**Your goal:**
The required output is every line from the one with "Query: stone sphere finial" through the final line of the data below, unchanged.

**Data shown:**
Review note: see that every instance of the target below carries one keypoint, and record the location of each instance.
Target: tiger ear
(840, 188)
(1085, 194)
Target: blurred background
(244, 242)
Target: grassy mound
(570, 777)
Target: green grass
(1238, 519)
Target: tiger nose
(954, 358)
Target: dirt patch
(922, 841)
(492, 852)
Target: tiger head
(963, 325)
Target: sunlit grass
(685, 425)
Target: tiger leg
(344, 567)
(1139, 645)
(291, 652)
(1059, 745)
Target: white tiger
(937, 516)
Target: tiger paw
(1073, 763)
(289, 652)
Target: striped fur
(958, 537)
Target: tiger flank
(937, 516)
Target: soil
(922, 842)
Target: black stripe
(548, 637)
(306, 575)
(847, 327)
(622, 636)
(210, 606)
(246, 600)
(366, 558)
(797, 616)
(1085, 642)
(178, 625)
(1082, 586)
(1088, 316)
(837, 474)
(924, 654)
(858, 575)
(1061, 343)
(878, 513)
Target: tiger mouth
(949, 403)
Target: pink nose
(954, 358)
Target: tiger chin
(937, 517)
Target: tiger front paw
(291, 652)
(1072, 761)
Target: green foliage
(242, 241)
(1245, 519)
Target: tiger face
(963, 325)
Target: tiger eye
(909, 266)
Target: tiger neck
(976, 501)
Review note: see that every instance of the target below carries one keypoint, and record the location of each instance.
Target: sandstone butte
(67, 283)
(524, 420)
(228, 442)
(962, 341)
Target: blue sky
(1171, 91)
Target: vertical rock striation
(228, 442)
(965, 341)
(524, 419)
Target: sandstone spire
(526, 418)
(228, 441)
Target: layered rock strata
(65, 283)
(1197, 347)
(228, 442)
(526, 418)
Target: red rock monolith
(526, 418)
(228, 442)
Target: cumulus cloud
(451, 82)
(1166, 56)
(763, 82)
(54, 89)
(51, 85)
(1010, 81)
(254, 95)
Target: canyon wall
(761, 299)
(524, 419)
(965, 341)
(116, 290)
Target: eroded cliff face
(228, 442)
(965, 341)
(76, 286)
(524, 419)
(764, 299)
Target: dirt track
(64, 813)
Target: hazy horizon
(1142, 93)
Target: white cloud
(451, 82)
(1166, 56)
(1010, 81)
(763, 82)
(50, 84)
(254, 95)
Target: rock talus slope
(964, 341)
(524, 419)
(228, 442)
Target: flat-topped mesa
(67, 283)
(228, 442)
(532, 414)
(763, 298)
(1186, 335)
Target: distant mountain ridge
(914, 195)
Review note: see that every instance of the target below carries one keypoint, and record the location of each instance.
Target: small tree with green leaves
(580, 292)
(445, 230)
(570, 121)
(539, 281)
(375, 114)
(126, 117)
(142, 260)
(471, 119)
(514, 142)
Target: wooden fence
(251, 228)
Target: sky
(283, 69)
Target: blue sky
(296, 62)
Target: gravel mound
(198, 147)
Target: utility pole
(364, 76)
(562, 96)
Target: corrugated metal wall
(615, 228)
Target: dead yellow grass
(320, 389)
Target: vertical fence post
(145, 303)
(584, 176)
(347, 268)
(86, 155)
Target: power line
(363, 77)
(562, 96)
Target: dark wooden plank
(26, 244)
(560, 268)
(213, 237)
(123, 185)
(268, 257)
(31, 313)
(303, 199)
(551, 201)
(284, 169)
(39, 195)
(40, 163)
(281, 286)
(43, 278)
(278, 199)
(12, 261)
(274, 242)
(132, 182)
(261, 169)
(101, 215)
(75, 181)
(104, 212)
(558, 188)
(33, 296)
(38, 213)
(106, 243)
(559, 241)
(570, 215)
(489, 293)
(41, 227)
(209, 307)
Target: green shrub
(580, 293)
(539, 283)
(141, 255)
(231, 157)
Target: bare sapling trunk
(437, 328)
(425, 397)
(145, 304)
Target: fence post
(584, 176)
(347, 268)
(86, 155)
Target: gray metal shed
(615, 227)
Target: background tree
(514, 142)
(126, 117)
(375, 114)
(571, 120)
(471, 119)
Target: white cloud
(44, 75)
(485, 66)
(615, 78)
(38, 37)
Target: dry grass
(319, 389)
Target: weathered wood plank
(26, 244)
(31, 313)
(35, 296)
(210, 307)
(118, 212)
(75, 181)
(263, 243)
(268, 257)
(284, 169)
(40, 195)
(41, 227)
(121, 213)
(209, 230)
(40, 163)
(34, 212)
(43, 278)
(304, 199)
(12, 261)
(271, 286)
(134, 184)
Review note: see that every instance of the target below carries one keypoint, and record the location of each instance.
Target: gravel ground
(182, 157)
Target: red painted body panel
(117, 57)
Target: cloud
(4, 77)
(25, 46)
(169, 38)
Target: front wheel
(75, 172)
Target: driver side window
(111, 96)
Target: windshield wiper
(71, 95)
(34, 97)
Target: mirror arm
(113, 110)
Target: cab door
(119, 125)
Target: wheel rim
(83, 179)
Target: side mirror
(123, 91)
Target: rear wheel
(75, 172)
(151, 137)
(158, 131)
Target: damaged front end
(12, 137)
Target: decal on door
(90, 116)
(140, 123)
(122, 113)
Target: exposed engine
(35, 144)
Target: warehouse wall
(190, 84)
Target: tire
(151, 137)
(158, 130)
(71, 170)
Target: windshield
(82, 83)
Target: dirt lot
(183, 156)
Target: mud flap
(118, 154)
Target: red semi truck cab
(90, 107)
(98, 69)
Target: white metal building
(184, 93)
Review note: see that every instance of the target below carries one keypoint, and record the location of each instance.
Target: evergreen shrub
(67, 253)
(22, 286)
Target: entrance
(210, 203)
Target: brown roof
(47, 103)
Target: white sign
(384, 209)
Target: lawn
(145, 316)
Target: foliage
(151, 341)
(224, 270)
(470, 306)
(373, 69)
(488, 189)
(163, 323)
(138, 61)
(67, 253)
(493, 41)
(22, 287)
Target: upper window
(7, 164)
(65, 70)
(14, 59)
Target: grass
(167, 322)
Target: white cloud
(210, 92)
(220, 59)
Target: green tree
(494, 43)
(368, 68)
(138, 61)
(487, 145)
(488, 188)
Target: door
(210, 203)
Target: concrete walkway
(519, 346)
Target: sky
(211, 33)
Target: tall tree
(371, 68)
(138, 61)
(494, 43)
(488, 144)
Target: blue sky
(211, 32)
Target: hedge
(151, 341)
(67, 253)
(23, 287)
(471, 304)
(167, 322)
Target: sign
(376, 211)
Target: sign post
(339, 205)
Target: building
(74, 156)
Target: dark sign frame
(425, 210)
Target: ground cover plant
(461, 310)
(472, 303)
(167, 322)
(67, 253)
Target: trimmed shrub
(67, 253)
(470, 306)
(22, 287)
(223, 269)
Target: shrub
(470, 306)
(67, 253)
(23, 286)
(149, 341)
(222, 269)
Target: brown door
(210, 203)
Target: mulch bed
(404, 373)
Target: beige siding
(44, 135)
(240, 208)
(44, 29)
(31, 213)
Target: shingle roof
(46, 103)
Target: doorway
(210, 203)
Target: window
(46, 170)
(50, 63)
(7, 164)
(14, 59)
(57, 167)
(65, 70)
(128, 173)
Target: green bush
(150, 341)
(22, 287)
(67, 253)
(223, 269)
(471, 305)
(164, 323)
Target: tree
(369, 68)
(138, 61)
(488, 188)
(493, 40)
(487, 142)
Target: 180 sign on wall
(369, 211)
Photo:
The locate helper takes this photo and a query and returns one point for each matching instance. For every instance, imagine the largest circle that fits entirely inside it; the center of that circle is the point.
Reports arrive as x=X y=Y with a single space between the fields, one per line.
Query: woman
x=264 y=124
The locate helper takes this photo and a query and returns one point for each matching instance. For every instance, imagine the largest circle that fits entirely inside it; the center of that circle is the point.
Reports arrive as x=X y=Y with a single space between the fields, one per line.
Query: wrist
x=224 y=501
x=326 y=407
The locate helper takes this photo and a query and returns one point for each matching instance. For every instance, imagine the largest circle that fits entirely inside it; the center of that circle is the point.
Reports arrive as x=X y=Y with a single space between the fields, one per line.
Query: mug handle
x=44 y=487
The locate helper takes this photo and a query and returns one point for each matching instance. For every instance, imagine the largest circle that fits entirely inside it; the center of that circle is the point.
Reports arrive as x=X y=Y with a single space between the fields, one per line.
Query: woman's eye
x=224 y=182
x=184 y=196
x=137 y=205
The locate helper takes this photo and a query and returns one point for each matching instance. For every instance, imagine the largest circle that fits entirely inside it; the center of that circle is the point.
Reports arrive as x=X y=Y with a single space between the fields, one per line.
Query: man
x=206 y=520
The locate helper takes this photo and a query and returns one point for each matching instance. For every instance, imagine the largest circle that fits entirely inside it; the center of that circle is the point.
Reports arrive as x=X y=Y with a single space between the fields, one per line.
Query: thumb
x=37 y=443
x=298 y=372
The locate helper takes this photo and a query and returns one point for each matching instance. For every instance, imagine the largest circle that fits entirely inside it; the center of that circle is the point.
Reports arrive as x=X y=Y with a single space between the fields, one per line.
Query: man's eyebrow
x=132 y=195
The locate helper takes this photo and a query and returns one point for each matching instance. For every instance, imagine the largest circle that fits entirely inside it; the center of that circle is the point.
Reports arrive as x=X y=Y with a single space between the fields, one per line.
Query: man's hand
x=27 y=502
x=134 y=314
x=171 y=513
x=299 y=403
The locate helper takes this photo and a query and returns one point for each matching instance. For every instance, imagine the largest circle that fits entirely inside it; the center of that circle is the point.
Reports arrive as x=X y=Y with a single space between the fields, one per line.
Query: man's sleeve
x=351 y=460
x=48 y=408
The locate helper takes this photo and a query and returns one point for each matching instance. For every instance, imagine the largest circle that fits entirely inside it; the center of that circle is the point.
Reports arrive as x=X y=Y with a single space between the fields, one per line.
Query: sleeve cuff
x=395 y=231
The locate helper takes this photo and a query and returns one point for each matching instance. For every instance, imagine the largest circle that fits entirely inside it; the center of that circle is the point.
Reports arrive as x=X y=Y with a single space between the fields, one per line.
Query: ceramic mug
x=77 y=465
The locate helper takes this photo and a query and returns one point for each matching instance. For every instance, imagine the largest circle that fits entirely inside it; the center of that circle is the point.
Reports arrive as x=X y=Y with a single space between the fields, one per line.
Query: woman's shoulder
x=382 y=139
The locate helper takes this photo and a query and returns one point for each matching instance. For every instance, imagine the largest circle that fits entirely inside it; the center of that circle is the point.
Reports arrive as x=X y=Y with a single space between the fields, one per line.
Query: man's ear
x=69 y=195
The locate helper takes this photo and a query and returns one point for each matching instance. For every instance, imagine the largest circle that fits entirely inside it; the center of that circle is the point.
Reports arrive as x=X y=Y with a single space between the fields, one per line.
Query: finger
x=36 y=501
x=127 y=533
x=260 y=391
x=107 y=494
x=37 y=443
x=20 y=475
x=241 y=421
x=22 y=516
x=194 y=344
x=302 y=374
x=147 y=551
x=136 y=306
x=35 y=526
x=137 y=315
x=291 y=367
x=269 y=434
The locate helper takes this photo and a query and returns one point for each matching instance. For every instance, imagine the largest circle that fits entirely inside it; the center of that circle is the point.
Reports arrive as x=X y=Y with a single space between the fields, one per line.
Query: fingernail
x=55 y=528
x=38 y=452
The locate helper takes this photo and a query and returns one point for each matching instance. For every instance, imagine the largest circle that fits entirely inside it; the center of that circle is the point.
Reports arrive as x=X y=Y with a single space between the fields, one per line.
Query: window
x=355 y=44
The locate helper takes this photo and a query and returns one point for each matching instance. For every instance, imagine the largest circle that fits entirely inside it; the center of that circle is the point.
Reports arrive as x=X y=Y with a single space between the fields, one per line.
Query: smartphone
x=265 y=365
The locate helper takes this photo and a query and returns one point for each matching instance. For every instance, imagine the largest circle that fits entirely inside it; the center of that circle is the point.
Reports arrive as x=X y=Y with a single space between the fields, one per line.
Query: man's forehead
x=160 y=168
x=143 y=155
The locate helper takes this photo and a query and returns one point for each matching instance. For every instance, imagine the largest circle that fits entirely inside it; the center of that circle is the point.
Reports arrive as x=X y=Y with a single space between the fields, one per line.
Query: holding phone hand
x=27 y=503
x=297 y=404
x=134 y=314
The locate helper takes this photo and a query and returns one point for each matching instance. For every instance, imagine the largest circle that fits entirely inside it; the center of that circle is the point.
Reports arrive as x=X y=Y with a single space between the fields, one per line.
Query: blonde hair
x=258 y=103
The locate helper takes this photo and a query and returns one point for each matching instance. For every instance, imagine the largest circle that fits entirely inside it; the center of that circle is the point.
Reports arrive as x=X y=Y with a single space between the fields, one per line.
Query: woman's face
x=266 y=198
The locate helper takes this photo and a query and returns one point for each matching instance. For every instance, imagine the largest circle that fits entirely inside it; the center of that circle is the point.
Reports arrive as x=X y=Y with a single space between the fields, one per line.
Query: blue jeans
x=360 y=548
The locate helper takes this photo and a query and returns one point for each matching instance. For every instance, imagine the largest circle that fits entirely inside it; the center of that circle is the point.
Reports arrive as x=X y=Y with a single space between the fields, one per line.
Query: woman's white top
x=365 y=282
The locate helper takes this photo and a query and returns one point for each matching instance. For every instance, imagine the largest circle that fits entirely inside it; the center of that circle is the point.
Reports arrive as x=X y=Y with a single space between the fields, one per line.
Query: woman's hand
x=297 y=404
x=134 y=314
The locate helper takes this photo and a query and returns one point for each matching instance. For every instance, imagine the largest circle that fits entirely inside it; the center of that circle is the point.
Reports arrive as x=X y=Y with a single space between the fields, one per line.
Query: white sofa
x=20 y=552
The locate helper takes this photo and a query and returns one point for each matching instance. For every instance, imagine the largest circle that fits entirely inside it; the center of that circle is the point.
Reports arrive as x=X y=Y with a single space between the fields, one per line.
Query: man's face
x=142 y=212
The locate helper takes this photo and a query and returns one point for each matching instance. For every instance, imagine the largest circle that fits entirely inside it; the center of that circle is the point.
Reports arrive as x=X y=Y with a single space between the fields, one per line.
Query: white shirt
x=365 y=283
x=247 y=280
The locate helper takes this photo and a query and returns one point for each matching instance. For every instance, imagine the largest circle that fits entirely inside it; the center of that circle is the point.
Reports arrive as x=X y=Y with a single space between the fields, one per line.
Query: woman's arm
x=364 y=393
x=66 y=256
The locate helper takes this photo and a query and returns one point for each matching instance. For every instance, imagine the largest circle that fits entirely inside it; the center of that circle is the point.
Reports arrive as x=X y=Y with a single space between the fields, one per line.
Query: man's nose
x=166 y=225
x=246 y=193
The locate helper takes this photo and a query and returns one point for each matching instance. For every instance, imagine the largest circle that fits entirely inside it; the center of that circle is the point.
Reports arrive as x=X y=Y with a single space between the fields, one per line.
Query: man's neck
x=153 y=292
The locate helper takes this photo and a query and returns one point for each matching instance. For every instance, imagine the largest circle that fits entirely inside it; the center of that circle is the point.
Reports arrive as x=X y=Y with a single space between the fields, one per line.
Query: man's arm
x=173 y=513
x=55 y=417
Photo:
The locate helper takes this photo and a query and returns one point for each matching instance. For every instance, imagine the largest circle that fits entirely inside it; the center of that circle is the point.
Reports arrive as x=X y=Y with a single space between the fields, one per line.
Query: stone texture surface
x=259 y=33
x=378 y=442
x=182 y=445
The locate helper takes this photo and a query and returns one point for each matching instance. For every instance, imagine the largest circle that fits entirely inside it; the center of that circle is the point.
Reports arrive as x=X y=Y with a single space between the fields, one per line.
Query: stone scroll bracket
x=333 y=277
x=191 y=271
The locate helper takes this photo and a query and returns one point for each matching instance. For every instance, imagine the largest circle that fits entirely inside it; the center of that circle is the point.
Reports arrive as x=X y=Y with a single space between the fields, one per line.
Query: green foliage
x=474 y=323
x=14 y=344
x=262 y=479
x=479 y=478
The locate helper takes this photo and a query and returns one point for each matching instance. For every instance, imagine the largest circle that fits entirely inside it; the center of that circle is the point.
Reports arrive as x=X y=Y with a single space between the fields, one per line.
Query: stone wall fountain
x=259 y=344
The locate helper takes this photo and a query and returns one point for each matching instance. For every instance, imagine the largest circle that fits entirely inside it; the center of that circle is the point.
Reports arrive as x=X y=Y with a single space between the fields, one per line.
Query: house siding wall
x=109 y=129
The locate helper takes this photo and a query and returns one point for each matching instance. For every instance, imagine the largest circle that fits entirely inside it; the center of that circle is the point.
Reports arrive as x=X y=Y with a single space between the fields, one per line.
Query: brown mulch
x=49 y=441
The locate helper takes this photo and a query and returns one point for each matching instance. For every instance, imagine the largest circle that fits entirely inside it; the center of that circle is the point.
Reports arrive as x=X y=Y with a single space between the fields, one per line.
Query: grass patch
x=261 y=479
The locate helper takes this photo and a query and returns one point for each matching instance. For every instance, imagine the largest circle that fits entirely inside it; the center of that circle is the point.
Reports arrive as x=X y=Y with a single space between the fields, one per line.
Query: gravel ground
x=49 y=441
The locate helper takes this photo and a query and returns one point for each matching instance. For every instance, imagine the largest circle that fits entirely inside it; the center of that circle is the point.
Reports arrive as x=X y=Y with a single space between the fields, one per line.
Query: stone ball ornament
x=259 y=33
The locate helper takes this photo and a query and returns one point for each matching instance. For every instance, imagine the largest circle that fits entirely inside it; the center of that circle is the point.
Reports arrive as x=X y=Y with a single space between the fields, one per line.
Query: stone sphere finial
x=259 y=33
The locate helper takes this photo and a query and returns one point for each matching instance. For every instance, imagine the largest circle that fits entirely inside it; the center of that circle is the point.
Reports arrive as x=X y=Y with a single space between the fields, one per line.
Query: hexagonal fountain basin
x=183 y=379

**Solution to this task:**
Query: stone sphere finial
x=259 y=33
The locate helper takes this photo and a query and returns one point for each matching instance. For every instance, imagine the largest circle that fits entirely inside it; the center of that circle is the point.
Reports arrive as x=X y=Y with a single space between the fields, one per line.
Query: hexagonal fountain basin
x=183 y=379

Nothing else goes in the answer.